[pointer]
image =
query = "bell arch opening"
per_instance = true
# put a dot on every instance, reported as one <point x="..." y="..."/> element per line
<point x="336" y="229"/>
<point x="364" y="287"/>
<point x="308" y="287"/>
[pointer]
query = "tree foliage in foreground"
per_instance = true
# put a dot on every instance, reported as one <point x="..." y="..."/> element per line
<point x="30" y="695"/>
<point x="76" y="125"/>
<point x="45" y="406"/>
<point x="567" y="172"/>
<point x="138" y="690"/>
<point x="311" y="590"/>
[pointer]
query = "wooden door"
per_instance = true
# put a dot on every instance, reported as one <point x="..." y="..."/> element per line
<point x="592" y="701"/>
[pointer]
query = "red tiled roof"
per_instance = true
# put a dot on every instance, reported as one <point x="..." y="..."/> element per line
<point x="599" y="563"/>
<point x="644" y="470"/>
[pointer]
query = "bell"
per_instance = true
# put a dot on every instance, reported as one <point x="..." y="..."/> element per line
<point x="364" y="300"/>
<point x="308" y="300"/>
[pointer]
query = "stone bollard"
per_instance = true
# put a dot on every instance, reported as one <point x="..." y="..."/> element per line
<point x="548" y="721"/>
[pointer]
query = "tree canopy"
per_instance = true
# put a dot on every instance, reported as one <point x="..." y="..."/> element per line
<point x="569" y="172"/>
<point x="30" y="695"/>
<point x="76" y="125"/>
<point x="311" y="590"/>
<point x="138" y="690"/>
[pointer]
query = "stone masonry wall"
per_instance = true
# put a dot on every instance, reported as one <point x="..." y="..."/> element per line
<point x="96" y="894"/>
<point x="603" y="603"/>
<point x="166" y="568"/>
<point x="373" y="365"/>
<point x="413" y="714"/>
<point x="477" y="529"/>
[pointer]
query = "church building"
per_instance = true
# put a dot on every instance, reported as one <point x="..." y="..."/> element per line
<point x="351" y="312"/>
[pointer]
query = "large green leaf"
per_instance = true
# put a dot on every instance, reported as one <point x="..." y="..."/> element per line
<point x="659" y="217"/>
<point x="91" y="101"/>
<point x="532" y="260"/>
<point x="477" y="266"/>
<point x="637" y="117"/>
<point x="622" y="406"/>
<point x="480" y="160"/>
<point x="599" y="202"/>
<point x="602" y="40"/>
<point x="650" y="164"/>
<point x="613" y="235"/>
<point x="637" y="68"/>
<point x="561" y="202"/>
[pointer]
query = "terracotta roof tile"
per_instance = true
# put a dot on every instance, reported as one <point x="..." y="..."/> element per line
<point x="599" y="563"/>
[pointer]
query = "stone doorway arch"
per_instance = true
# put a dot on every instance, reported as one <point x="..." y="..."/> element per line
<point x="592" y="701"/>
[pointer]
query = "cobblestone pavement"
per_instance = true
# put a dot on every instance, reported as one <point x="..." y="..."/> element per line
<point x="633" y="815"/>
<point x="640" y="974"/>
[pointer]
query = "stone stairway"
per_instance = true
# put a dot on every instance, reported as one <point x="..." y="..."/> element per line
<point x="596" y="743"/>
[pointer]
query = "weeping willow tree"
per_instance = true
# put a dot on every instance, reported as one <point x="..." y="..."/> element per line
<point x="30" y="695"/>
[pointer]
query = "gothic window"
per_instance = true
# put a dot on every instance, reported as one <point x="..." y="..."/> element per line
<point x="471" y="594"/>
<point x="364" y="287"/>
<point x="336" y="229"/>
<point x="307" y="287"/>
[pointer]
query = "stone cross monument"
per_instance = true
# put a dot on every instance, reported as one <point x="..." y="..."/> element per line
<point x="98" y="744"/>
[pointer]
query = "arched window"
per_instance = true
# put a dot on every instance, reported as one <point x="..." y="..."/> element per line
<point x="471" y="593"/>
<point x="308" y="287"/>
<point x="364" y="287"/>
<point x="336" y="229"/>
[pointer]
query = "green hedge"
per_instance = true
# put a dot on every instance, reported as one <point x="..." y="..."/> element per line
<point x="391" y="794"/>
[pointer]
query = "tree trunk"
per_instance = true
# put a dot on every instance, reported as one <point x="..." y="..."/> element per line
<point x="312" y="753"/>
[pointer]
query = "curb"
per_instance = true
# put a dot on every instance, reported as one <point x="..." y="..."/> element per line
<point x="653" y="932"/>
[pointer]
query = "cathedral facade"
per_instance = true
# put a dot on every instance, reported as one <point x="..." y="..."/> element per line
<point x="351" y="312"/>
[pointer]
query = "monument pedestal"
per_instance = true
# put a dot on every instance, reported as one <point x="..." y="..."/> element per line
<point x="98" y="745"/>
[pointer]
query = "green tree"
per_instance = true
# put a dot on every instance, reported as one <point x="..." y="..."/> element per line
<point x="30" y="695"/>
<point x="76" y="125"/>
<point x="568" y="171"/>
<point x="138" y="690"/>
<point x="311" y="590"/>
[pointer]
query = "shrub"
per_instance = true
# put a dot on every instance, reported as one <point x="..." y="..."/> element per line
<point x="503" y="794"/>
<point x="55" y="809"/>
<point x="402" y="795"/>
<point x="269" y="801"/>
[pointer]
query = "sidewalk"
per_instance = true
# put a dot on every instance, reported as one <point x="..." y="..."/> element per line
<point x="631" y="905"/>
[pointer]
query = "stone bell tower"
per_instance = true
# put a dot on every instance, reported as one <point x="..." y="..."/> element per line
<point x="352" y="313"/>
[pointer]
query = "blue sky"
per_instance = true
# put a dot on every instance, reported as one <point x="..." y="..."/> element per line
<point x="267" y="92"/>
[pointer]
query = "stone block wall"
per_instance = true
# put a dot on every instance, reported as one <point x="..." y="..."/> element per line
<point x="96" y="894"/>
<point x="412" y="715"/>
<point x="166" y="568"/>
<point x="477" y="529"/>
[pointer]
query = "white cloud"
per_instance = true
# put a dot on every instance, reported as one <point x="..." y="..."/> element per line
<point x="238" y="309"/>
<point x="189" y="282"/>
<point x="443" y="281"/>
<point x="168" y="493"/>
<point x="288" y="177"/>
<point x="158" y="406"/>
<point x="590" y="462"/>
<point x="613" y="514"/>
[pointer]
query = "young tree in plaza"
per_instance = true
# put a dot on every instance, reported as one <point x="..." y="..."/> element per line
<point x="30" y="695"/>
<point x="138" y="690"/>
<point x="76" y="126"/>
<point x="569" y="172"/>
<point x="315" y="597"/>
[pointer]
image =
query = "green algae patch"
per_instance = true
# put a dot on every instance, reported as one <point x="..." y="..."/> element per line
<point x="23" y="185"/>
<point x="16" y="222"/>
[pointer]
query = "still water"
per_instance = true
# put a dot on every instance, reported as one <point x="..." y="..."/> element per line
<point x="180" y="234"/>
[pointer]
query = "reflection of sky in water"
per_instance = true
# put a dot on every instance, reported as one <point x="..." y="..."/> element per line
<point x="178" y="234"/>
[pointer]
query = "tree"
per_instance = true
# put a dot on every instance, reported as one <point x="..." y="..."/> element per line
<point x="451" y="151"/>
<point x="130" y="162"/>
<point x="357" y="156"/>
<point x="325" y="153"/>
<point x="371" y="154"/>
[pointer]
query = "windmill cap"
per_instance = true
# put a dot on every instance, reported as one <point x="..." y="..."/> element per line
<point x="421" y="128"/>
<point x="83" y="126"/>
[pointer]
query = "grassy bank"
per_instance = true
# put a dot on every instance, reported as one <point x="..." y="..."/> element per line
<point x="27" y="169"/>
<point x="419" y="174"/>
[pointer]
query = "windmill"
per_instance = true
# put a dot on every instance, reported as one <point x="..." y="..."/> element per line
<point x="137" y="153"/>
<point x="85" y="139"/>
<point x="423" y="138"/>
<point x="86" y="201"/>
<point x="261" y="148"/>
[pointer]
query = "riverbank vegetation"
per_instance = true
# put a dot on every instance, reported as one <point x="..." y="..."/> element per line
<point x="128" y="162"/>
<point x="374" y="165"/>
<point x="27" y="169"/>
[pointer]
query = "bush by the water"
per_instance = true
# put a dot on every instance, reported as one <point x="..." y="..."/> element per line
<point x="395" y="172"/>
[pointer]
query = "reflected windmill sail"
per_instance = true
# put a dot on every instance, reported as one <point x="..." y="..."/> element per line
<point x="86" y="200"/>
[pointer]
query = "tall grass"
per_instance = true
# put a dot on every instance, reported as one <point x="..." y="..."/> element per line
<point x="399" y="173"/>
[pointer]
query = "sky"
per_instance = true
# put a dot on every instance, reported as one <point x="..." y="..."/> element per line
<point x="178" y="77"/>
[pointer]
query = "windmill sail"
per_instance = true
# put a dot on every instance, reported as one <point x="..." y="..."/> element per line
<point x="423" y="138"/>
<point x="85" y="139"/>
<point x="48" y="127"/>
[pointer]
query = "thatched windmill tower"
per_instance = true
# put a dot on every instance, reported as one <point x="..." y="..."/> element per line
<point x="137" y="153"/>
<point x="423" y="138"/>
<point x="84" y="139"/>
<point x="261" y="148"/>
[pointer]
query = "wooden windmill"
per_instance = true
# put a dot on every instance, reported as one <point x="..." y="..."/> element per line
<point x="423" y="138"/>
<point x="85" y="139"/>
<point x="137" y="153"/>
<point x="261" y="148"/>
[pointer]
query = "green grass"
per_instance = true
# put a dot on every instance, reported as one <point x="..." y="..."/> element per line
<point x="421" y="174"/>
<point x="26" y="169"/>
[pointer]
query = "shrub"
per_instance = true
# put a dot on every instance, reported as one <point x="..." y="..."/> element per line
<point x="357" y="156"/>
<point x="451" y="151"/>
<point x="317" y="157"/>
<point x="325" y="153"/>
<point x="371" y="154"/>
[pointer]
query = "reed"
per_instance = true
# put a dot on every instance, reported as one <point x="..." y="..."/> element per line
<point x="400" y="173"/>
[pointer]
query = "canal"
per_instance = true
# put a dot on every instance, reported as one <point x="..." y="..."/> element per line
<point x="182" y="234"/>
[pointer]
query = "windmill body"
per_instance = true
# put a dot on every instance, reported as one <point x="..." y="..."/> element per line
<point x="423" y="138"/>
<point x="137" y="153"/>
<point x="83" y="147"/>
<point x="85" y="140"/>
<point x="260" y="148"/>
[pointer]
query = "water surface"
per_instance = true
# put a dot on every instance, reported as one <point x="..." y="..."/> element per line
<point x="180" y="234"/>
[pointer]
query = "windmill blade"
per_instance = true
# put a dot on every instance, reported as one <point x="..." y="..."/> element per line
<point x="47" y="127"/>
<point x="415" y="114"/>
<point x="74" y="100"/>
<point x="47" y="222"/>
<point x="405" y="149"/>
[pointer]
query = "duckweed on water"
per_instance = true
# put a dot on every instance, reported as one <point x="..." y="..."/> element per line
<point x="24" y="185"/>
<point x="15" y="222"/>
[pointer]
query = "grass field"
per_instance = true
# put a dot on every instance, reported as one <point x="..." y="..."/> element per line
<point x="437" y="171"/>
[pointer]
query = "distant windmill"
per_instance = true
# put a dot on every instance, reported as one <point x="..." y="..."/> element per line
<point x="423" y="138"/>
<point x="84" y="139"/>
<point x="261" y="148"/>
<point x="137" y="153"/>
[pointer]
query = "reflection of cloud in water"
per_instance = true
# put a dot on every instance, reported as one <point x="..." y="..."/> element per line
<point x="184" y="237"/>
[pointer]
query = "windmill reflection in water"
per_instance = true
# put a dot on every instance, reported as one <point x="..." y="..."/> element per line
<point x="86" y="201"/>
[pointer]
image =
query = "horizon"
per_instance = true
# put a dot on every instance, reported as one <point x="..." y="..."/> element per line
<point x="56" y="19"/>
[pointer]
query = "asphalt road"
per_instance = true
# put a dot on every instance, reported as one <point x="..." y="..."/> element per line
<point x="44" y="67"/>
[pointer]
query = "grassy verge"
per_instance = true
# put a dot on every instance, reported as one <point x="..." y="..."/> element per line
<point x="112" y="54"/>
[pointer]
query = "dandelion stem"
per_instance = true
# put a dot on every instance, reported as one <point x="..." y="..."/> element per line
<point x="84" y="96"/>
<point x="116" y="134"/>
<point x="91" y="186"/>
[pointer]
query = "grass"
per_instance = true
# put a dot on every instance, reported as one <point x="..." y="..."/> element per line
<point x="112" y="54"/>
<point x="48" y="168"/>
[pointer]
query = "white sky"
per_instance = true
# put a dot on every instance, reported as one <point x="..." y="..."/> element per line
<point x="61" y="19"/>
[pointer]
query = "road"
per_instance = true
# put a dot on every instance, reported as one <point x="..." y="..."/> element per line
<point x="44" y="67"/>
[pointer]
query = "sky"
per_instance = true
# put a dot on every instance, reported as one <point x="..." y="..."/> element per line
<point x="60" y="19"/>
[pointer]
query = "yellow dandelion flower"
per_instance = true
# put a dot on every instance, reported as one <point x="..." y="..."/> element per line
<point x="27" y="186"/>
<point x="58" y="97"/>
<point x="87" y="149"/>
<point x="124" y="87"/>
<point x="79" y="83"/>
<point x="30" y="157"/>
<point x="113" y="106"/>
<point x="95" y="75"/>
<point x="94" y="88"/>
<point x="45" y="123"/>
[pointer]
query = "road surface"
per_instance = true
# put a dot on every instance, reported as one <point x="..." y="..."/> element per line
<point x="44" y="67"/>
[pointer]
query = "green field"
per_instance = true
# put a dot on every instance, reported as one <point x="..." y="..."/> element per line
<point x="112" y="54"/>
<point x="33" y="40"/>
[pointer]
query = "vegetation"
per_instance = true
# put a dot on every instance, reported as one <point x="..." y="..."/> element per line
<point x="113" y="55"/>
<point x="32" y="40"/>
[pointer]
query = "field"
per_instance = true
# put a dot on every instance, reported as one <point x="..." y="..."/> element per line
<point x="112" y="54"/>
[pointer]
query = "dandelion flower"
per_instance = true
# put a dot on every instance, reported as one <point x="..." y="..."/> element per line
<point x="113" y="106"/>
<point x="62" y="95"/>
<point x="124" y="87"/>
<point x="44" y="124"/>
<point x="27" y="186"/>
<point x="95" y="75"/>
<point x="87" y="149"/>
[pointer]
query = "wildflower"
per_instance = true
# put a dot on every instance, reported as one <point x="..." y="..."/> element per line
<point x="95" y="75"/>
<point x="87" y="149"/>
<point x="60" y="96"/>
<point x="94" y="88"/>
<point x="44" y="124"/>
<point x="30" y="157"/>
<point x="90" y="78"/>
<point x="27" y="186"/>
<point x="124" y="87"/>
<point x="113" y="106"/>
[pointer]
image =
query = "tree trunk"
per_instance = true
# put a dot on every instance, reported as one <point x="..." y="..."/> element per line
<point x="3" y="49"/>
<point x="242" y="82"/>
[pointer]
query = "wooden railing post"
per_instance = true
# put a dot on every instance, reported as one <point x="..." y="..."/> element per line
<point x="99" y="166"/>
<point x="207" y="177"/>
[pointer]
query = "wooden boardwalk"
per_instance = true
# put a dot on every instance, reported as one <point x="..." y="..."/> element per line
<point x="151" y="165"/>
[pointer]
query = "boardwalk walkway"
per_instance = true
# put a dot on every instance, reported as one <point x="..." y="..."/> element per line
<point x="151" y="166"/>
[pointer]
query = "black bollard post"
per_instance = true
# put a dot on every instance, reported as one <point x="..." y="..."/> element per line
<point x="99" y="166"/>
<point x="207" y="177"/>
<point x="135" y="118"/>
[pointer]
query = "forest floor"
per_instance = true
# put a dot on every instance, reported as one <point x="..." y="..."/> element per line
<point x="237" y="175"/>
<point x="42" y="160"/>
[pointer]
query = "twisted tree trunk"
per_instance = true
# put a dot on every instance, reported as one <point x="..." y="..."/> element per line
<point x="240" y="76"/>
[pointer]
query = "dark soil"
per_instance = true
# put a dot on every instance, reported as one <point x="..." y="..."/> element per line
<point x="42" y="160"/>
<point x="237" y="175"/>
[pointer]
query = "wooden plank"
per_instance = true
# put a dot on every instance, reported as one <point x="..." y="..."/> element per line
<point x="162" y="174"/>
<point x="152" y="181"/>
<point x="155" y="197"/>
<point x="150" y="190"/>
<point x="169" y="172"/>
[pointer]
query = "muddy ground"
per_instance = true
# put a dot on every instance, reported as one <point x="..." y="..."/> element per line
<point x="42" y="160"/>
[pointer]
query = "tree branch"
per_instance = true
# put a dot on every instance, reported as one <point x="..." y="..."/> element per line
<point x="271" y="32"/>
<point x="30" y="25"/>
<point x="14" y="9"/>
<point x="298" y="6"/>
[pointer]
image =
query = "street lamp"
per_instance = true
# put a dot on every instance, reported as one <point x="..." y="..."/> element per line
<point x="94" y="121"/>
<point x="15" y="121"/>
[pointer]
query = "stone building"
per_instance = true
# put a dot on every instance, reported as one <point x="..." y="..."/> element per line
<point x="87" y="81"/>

**What you need to do**
Find every line in the rows above that contains the word "wooden" and copy each of those lines.

**Solution to this problem**
query = "wooden door"
query = "wooden windmill"
query = "wooden railing post"
query = "wooden boardwalk"
query = "wooden plank"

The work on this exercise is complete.